A global transition needs effort and investment, but each step can realistically lead to gradual, evolutionary change. A sustainable and carbon neutral electricity system based on 100% RE is technically feasible and economically viable globally by 2050 due to the reasonable total system LCOE (26–72 €/MWh) with a global average of 52 €/MWh (uncertainty range 45–58 €/MWh). Ongoing RE and storage cost decreases will position renewable electricity as the least cost source globally, and displace fossil fuel-based electricity, even with market mechanisms, unless the system is distorted by subsidies54. However, each regional energy transition will proceed rather uniquely. Each country will have a specific optimal electricity supply mix, but solar PV will become the dominating source of electricity globally. Beyond 2040, PV will generate more than half of global electricity demand, and almost 70% in 2050. The 2020s will be most challenging due to the substitution of very high capacities of newly retired fossil fuel and nuclear capacities, and high capex. The transition will require a capex of around 22.5 trillion € (uncertainty range 19–25.5 trillion €), which is comparable to current power sector-related investments. Lifetime extensions of old fossil capacities and investments in new ones would result in additional challenges that complicate system development. For decades the RE share has grown slightly. However, despite discussions about defossilization and decarbonization of the energy system, GHG emissions keep on growing. In order to fulfill the Paris Agreement requirements as well as the United Nation’s Sustainable Development Goals, a greatly accelerated transition should be started soon.

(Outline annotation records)
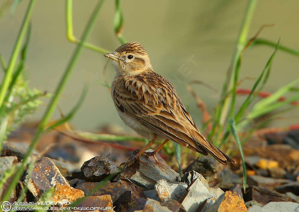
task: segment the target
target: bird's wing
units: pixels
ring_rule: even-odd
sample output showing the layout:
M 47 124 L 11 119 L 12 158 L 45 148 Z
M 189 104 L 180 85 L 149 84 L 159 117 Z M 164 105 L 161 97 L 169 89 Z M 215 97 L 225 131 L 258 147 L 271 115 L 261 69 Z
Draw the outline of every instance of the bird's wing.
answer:
M 201 134 L 170 83 L 150 74 L 115 81 L 112 97 L 120 110 L 183 146 L 204 155 L 209 152 L 223 164 L 233 161 Z

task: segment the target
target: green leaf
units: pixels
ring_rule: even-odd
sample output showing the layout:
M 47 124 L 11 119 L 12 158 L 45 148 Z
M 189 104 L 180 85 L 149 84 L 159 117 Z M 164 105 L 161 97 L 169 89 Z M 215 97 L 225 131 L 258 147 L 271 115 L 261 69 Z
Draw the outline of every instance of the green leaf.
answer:
M 84 100 L 86 96 L 86 94 L 87 94 L 88 91 L 88 87 L 86 86 L 85 86 L 82 91 L 81 94 L 80 95 L 79 100 L 75 106 L 64 117 L 55 122 L 53 124 L 48 127 L 46 130 L 49 130 L 53 129 L 56 127 L 61 125 L 65 122 L 68 121 L 72 118 L 78 110 L 80 108 L 83 102 L 84 101 Z
M 240 142 L 239 136 L 238 135 L 238 133 L 236 127 L 236 123 L 233 119 L 231 118 L 229 120 L 230 123 L 230 129 L 233 135 L 235 137 L 236 141 L 238 144 L 238 147 L 240 150 L 240 153 L 241 155 L 241 159 L 242 160 L 242 165 L 243 167 L 243 188 L 244 189 L 244 192 L 245 192 L 246 188 L 246 183 L 247 182 L 247 174 L 246 173 L 246 167 L 245 166 L 245 162 L 244 160 L 244 155 L 243 155 L 243 151 L 242 149 L 242 146 Z
M 259 84 L 259 82 L 262 80 L 262 78 L 263 76 L 264 75 L 264 74 L 265 73 L 265 71 L 266 69 L 268 69 L 268 71 L 266 73 L 266 76 L 264 79 L 263 83 L 263 85 L 264 84 L 266 81 L 267 80 L 268 78 L 269 73 L 270 72 L 270 69 L 268 69 L 268 68 L 271 66 L 273 57 L 274 57 L 274 55 L 275 55 L 275 54 L 276 53 L 276 51 L 277 50 L 277 47 L 278 46 L 278 45 L 279 44 L 279 41 L 280 40 L 280 38 L 278 39 L 278 41 L 277 42 L 277 43 L 276 44 L 276 47 L 275 48 L 275 49 L 274 50 L 274 51 L 272 53 L 272 54 L 270 57 L 270 58 L 268 60 L 268 61 L 267 62 L 267 63 L 266 64 L 266 65 L 264 68 L 264 69 L 263 69 L 262 71 L 262 73 L 261 73 L 261 74 L 259 75 L 259 76 L 255 82 L 254 84 L 254 85 L 253 87 L 252 87 L 252 88 L 251 89 L 251 91 L 250 91 L 250 93 L 249 94 L 249 95 L 247 96 L 246 99 L 245 100 L 245 101 L 244 101 L 244 102 L 243 103 L 243 104 L 242 104 L 242 105 L 240 107 L 239 110 L 238 110 L 238 112 L 237 112 L 235 116 L 234 119 L 237 122 L 240 120 L 245 110 L 248 105 L 248 103 L 249 102 L 249 100 L 251 100 L 250 99 L 254 93 L 256 89 L 256 87 L 257 87 L 257 86 Z M 261 87 L 260 88 L 260 89 L 261 89 Z

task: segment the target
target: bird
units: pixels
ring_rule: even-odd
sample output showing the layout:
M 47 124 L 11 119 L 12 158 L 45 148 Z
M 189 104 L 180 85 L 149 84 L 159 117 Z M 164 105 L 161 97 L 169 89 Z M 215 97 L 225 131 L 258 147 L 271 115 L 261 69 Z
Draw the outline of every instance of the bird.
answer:
M 201 133 L 174 86 L 154 71 L 147 52 L 139 43 L 125 43 L 104 56 L 113 60 L 116 71 L 111 94 L 119 116 L 149 141 L 132 160 L 146 153 L 157 164 L 155 154 L 172 141 L 203 155 L 209 153 L 222 164 L 236 163 Z M 153 152 L 144 152 L 155 141 L 163 140 Z

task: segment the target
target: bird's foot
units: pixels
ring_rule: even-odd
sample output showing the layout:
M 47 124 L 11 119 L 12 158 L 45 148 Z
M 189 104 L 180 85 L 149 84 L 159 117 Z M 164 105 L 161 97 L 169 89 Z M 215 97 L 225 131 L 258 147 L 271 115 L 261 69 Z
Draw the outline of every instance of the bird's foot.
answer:
M 158 159 L 157 159 L 157 158 L 156 157 L 156 154 L 157 153 L 157 152 L 156 152 L 154 151 L 151 152 L 143 152 L 143 154 L 145 157 L 148 159 L 148 160 L 150 160 L 149 157 L 150 156 L 152 156 L 154 159 L 155 159 L 155 161 L 156 161 L 156 164 L 157 165 L 160 165 L 161 166 L 165 168 L 165 167 L 164 166 L 163 164 L 159 161 L 158 160 Z

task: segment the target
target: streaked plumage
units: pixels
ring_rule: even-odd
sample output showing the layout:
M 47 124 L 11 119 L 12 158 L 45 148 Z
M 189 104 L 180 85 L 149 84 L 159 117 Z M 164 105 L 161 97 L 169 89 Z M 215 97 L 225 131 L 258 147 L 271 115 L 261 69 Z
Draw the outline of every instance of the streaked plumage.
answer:
M 139 43 L 125 44 L 105 55 L 114 60 L 112 98 L 127 125 L 150 141 L 169 139 L 204 155 L 209 153 L 223 164 L 235 162 L 201 134 L 173 86 L 154 71 Z

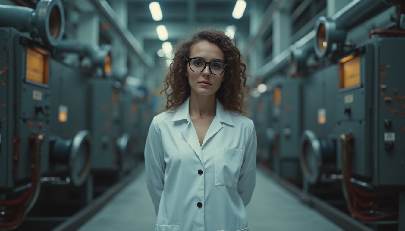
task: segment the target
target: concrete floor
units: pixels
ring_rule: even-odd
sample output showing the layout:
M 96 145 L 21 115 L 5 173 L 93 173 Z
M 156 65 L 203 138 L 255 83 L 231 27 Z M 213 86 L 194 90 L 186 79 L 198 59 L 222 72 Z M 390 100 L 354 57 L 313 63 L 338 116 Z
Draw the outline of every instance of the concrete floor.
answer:
M 154 230 L 156 214 L 145 176 L 143 171 L 78 231 Z M 343 230 L 260 170 L 246 211 L 250 231 Z

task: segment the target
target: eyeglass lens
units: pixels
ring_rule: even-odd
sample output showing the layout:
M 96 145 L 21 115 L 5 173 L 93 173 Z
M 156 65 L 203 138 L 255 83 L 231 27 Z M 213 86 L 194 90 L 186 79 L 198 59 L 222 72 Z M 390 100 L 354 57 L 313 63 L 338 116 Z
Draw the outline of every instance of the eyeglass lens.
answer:
M 194 72 L 200 72 L 205 67 L 205 61 L 198 59 L 191 59 L 190 68 Z M 213 61 L 210 64 L 210 69 L 214 74 L 221 74 L 225 69 L 225 64 L 220 61 Z

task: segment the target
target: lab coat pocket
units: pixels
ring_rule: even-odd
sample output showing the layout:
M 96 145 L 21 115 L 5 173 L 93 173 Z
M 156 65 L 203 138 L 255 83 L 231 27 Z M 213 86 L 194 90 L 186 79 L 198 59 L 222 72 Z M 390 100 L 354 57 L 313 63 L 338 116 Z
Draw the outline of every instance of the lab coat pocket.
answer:
M 215 185 L 237 187 L 243 159 L 242 150 L 215 148 Z
M 155 231 L 179 231 L 179 226 L 160 225 L 156 224 Z
M 218 231 L 226 231 L 222 230 L 222 229 L 218 229 Z M 246 229 L 240 229 L 239 230 L 236 230 L 236 231 L 249 231 L 249 227 L 248 227 Z

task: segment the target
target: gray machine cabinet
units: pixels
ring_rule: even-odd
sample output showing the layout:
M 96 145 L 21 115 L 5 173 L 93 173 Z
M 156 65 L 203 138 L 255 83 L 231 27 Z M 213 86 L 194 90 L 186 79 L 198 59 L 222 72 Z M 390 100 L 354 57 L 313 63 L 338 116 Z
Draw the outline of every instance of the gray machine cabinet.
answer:
M 371 99 L 368 97 L 368 93 L 371 93 L 373 87 L 374 48 L 369 44 L 364 48 L 365 53 L 364 54 L 357 55 L 357 52 L 355 52 L 349 55 L 360 55 L 360 83 L 347 88 L 342 88 L 338 91 L 337 119 L 339 134 L 351 133 L 354 135 L 352 173 L 369 178 L 371 176 L 371 160 L 368 155 L 372 151 L 371 146 L 365 144 L 370 143 L 367 142 L 369 142 L 371 134 L 370 126 L 365 123 L 369 123 L 371 121 Z M 367 89 L 369 91 L 366 92 Z M 342 165 L 342 147 L 340 144 L 337 146 L 337 166 L 339 169 Z
M 279 89 L 279 95 L 276 89 Z M 273 89 L 273 97 L 279 97 L 279 104 L 273 104 L 274 146 L 272 158 L 274 171 L 281 176 L 299 180 L 301 172 L 298 142 L 301 131 L 301 81 L 286 78 Z
M 287 78 L 281 86 L 280 173 L 290 179 L 298 179 L 301 173 L 299 160 L 301 90 L 301 81 L 299 79 Z
M 280 156 L 296 158 L 301 136 L 301 80 L 287 79 L 281 86 Z
M 41 172 L 48 171 L 51 80 L 45 85 L 26 79 L 27 48 L 34 47 L 44 53 L 49 53 L 31 42 L 26 36 L 13 28 L 2 28 L 0 44 L 4 48 L 0 51 L 0 188 L 9 188 L 30 180 L 31 134 L 45 135 L 45 141 L 42 145 Z M 21 139 L 15 147 L 13 137 Z M 13 161 L 15 157 L 18 160 Z
M 114 136 L 113 82 L 112 80 L 90 81 L 90 129 L 93 138 L 92 167 L 96 170 L 116 170 L 119 157 Z
M 373 183 L 378 185 L 405 185 L 405 39 L 378 38 L 375 46 L 374 70 L 375 124 Z M 385 86 L 385 88 L 383 87 Z M 384 94 L 383 94 L 384 93 Z M 384 96 L 383 96 L 384 95 Z M 386 98 L 388 97 L 388 98 Z M 392 125 L 386 126 L 385 121 Z
M 364 47 L 360 54 L 360 84 L 338 93 L 338 132 L 354 136 L 354 176 L 369 178 L 375 186 L 403 186 L 405 39 L 377 37 Z M 339 144 L 339 165 L 341 151 Z
M 303 77 L 303 131 L 310 130 L 319 138 L 335 136 L 338 68 L 337 65 L 331 65 Z M 321 110 L 325 113 L 324 123 L 318 122 Z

EXERCISE INSTRUCTIONS –
1) In the renewable electricity excerpt, how much capex will the transition require?
2) Rewrite the paragraph of the renewable electricity excerpt beginning "A global transition needs effort and investment" as a short bulleted list that keeps its main facts.

TASK-BY-TASK RESULTS –
1) Around 22.5 trillion € (uncertainty range 19–25.5 trillion €).

2)
- A global transition takes effort and investment, but each step can lead to gradual, evolutionary change.
- A sustainable, carbon neutral electricity system based on 100% RE is technically feasible and economically viable globally by 2050. Total system LCOE is 26–72 €/MWh, with a global average of 52 €/MWh (uncertainty range 45–58 €/MWh).
- Falling RE and storage costs will make renewable electricity the least cost source globally and displace fossil fuel-based electricity, unless subsidies distort the system.
- Each region's transition will be unique, and each country will have its own optimal supply mix.
- Solar PV will dominate globally, generating more than half of global electricity demand beyond 2040 and almost 70% in 2050.
- The 2020s will be the hardest decade because very high retired fossil fuel and nuclear capacities must be replaced and capex is high.
- Capex of around 22.5 trillion € (19–25.5 trillion €) will be needed, which is comparable to current power sector-related investments.
- Extending the lifetime of old fossil capacities or investing in new ones would further complicate system development.
- The RE share has grown only slightly for decades, and GHG emissions keep growing.
- Meeting the Paris Agreement and the UN Sustainable Development Goals requires a greatly accelerated transition to start soon.